=== Text shown ===
I'm 53 years old.  I have a wife and 13 year old daughter.


----------



## Mini Horses (Jan 31, 2018)

I realize that the traditional vegetable gardens we have here in USA are not possible is most places there but, what and how does your area get other vegetables?   Do they import, use hydroponics, etc.?    Of course you may not use the same types that we often grow and I'm interested in what is used, eaten, and so on.   Thanks.   Love learning from personal input.


----------



## kuwaiti-90 (Feb 1, 2018)

greybeard said:


> Sago and Queen (Majesty) are pretty popular here and will grow good in well drained soil. About 60 -90 days after hurricane Ike, there were little palm tree sprouting up all over Bolivar peninsula and I dug up 4 and brought back to my place. Planted one in the yard and 3 down on a peninsula on my pond but the beaver kept the ones at the pond eat down to the ground. The one in the yard is hanging on but the Sept flood was hard on it. They are slow growers and don't need as much water as you might think. Might not survive the winter cold in your latitude tho. They need full sun too.
===
* What you will do *
Copy the forum thread from the words "I realize that" through "from personal input.", swapping "hydroponics" for "greenhouses".
=== Excerpted data ===
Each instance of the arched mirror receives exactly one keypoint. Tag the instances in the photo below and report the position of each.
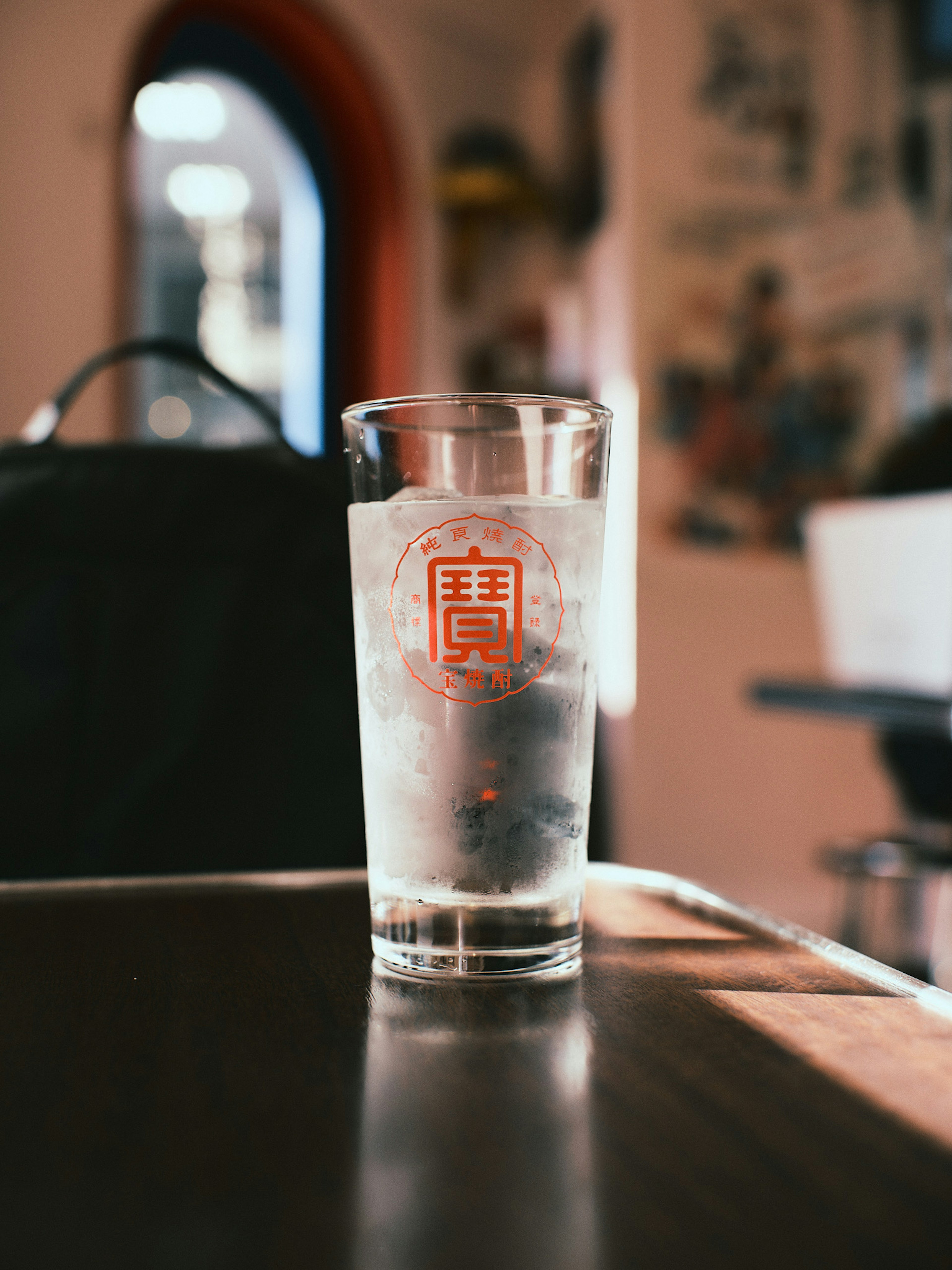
(229, 252)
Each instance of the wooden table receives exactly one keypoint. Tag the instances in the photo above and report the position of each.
(209, 1074)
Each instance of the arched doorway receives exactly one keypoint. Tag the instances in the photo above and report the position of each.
(304, 73)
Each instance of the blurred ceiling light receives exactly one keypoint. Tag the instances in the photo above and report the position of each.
(209, 190)
(179, 112)
(169, 418)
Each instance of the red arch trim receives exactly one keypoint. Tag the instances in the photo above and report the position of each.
(374, 270)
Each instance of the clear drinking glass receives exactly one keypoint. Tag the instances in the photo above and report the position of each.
(476, 562)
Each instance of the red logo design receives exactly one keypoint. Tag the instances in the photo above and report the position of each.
(475, 620)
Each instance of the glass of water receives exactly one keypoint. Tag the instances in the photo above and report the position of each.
(476, 561)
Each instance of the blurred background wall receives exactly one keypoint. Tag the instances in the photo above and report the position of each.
(654, 158)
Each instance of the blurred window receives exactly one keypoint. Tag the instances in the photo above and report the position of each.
(229, 253)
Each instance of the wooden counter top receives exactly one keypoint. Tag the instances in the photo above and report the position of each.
(210, 1072)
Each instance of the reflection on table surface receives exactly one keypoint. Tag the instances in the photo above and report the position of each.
(476, 1114)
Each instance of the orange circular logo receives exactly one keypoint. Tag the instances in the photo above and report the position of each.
(476, 609)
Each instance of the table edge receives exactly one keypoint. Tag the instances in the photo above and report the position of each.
(692, 895)
(681, 891)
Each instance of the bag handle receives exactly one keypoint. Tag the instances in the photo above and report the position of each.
(44, 422)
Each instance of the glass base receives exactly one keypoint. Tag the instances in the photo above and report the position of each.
(476, 940)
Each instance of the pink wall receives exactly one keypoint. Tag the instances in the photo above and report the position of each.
(708, 785)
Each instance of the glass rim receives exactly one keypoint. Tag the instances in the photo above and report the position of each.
(596, 412)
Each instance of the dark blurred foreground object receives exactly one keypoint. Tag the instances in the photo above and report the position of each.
(890, 881)
(177, 667)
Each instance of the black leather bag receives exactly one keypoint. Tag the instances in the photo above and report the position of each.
(177, 664)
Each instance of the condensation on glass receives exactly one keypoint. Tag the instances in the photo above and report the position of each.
(229, 233)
===
* Result below *
I realize that the traditional vegetable gardens we have here in USA are not possible is most places there but, what and how does your area get other vegetables?   Do they import, use greenhouses, etc.?    Of course you may not use the same types that we often grow and I'm interested in what is used, eaten, and so on.   Thanks.   Love learning from personal input.